→ Set task: Find each line in the data below that contains the word "coordinates" and copy those lines out in full.
____ Provided entries
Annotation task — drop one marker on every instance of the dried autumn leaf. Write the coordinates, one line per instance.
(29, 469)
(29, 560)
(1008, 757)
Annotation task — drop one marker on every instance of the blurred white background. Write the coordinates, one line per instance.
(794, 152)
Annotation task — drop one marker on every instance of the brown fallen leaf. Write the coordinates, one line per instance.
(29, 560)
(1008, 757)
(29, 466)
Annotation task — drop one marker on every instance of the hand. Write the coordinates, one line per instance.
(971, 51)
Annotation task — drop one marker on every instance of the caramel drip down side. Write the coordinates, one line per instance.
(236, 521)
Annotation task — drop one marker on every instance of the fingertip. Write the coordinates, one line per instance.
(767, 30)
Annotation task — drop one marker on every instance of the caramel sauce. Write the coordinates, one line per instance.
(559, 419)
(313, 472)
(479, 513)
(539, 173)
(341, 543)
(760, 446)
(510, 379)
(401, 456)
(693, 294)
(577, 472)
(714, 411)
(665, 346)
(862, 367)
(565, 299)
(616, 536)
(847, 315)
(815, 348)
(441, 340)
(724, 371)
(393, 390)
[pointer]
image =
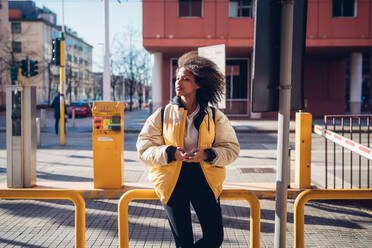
________
→ Answer below:
Annotation task — drop one marker on every instance of the dried autumn leaf. Write the coordinates, one line per instance.
Annotation task — drop one marker on every instance of the blurred white background. Write the coordinates, one line per instance.
Annotation task — drop one marker on every instance of the brown fallen leaf. Write the coordinates, one line per instance.
Annotation task — drop one marker on every instance of the hand. Write the coordinates, one line per instance.
Annotation task — drop one marker on every instance of the caramel drip down side. Write the coordinates, one line per instance.
Annotation task — drop one marker on every instance of the fingertip. Write the coordinates, one line per instance.
Annotation task — drop one marker on every instance of the caramel sauce. Write the coordinates, one line per instance.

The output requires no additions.